→ WORK INSTRUCTIONS:
Could you write out the items again, starting at the line that contains "shaped like <point>298,278</point>." and ending at the line that contains "<point>366,197</point>", with the requests kept and 136 added to every coordinate in the answers? Leave the sample coordinates inside the requests as they are.

→ INPUT DATA:
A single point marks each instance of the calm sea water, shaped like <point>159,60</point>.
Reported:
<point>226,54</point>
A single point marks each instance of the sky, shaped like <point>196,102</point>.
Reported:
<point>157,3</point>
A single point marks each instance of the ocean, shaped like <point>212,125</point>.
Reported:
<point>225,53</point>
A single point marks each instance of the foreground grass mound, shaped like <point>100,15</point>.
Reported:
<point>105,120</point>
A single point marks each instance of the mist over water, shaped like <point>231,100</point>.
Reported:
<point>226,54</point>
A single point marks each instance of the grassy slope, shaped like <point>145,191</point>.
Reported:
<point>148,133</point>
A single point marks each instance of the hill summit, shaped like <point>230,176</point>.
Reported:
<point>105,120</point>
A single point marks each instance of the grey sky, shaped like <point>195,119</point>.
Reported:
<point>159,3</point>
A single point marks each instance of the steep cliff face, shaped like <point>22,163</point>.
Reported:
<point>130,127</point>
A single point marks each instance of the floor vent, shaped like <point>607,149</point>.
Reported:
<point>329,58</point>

...

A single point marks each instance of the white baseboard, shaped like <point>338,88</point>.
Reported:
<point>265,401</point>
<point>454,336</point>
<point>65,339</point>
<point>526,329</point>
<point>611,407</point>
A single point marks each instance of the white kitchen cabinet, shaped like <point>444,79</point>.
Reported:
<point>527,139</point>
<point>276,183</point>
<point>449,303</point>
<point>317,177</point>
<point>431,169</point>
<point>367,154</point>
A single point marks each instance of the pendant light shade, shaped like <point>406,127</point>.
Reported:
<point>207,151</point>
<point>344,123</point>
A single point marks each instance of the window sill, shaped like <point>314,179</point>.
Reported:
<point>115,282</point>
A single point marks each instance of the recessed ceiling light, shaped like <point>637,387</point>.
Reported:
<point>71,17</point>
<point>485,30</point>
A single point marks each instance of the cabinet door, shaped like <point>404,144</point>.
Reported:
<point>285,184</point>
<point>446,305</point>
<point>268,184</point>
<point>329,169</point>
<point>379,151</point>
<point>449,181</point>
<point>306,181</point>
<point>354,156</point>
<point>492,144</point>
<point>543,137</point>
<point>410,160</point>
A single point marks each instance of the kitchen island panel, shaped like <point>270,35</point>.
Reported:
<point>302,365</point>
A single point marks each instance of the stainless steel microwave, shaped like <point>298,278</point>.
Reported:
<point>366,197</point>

--

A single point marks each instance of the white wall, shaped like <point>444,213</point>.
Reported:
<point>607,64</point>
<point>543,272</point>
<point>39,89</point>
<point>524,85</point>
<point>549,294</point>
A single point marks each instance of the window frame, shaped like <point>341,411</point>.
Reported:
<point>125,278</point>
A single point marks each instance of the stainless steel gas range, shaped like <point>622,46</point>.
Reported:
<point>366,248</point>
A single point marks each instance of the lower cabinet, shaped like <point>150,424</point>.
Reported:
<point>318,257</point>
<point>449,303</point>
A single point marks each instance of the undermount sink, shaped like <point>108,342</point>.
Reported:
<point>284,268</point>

→ RESULT FOR THIS TASK:
A single point marks each instance of the stainless steel microwave, shaped like <point>298,278</point>.
Reported:
<point>502,333</point>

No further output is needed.